## start MATERIAL SHOWN

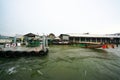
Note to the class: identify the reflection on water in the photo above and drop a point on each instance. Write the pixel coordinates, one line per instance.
(66, 63)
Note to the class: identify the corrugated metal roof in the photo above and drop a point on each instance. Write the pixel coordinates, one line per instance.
(93, 35)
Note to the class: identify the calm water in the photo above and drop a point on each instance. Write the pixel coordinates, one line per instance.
(64, 63)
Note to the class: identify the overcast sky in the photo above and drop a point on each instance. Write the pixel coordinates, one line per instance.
(59, 16)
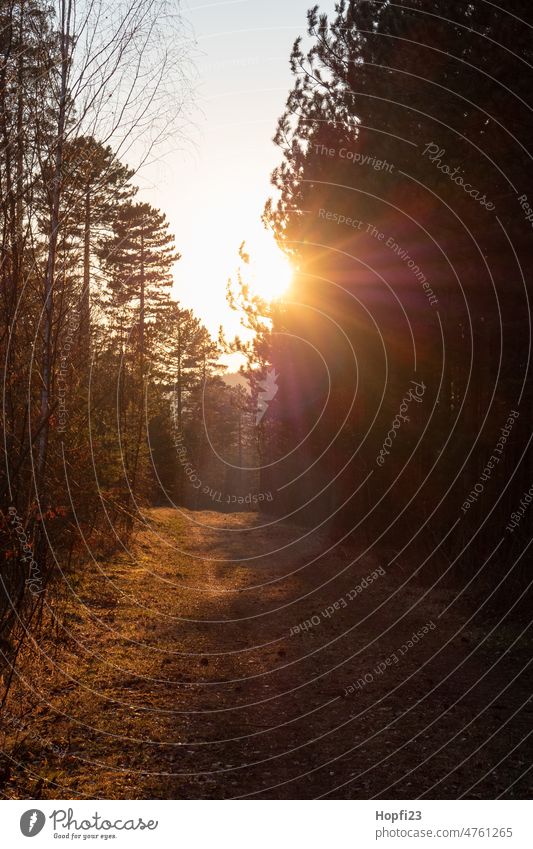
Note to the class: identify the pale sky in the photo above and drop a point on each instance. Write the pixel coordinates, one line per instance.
(214, 187)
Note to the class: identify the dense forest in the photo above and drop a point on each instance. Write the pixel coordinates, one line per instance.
(105, 376)
(404, 351)
(381, 421)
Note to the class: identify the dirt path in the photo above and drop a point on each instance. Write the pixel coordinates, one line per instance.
(184, 676)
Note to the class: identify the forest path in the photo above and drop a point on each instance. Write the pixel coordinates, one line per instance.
(180, 677)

## end MATERIAL SHOWN

TASK PROMPT = Can you return every line of the data above word for word, with the pictures left out?

ANSWER =
Note to the class: identify the reflection on water in the photo above and drop a point on each instance. Write the pixel coordinates, one line per instance.
(66, 63)
Note to the class: identify the corrugated metal roof in the photo above and drop a point on each instance. Write the pixel coordinates, one line per instance.
(93, 35)
Note to the class: identify the calm water in the photo above and drop a point on each instance. Write the pixel coordinates, one line per instance.
(64, 63)
Note to the class: identify the overcast sky in the photo above and drop a point on each instance. Write the pixel coordinates, one line per instance.
(59, 16)
Note to the class: identify the pale sky in the photo above and drop a point on each instance. Write the pixel coordinates, one line per instance.
(214, 187)
Note to the class: identify the dense forest in the photo above and drop a point on each instance. Write the pixel coordinates, one line per instance.
(105, 376)
(404, 351)
(381, 421)
Note to the class: identify the dirt path in the photo above and drop a point on each instance. Write the pixel coordinates, one line per instance.
(184, 676)
Note to the class: identify the forest path in the photo above and drop a point on each instance. Write the pixel coordinates, one line per instance.
(180, 677)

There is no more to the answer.